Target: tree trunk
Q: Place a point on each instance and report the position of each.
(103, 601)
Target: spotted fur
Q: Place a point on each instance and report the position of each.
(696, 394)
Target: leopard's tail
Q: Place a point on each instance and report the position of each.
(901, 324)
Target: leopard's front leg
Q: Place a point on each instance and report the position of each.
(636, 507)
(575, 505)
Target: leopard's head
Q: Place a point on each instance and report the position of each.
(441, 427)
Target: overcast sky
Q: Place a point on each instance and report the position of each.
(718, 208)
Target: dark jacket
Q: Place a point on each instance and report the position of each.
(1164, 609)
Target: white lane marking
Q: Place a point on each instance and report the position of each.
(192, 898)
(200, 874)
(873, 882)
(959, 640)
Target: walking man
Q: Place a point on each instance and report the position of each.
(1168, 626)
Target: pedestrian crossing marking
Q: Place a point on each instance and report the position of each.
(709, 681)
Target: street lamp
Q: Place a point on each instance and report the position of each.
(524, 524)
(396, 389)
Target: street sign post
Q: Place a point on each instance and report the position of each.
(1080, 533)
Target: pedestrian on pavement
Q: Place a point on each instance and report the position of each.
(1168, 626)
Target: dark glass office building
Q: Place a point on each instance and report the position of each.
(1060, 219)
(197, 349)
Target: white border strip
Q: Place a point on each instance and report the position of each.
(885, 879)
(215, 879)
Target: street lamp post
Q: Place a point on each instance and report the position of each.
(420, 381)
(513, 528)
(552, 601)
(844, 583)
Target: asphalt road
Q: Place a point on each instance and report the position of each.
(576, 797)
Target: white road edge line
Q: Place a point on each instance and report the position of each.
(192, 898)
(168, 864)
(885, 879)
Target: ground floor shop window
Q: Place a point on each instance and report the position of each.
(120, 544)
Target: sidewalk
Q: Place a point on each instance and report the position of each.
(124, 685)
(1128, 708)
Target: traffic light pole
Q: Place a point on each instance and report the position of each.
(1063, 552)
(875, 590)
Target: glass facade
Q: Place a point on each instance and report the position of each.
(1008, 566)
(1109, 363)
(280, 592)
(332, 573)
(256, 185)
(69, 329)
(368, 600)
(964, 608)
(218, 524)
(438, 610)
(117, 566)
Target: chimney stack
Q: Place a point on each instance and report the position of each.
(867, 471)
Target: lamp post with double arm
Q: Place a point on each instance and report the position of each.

= CHALLENGE =
Starting with the line that contains "Target: chimney stack" and going on through the end of the records, please write those lines out again, requests included, with each point coordinate in the answers scaled by 1.6 and rounded to a whole number, halves rounding up.

= RESPONSE TO THE TASK =
Target: chimney stack
Q: Place a point on each instance and report the position of each.
(1387, 754)
Target: lamp post with double arm
Q: Place a point on each instance and report the position of each.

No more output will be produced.